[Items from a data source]
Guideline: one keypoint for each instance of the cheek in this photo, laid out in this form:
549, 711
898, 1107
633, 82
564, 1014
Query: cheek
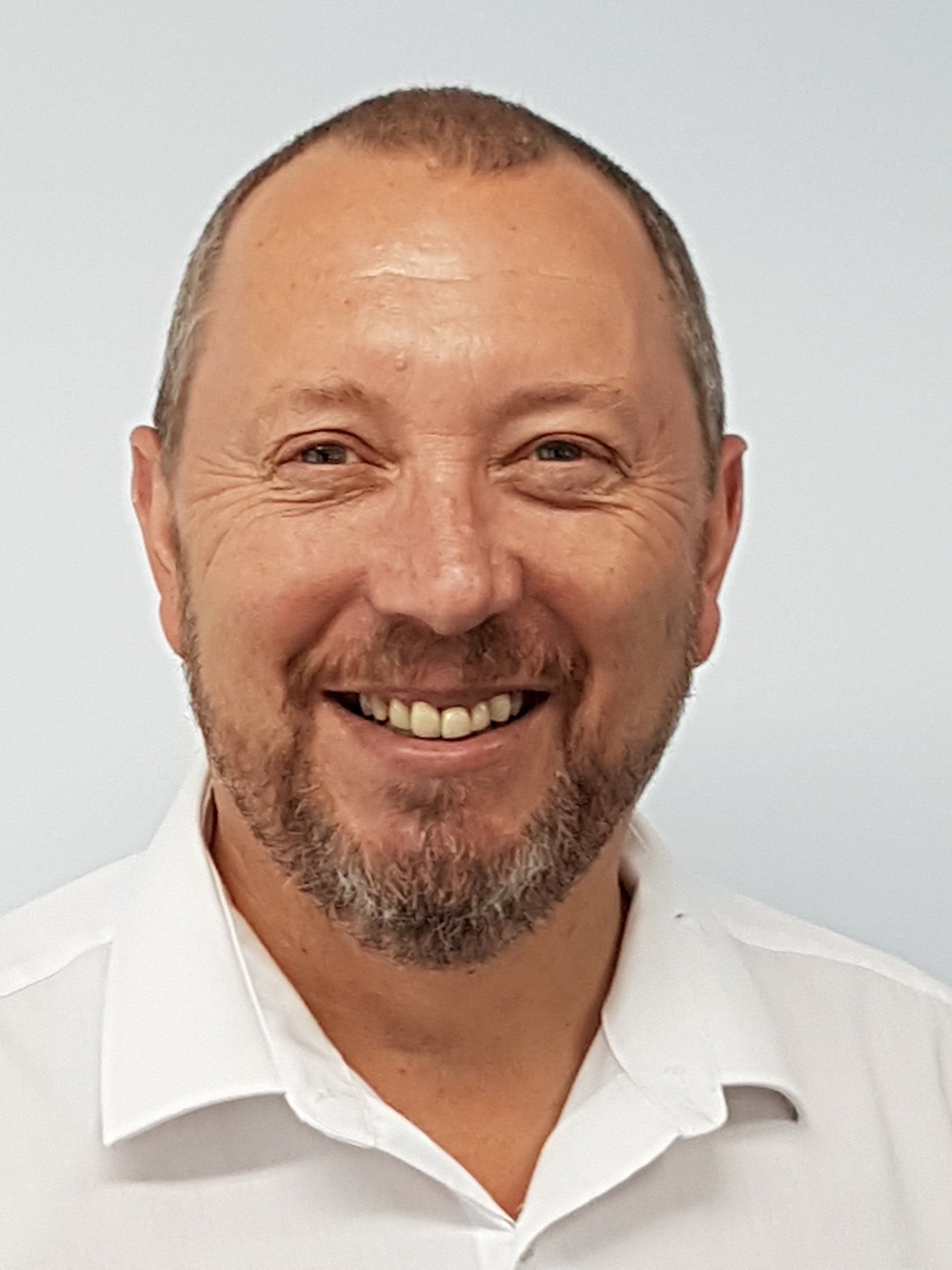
629, 607
272, 596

WHAT THE TASK ASKS
Full transcription without images: please go through the records and repeat them exactly.

RESPONSE
Guideline: one keypoint for each instance of the cheek in this photo, laid out in this form:
549, 711
898, 1107
633, 82
564, 1014
Query: cheek
629, 607
272, 596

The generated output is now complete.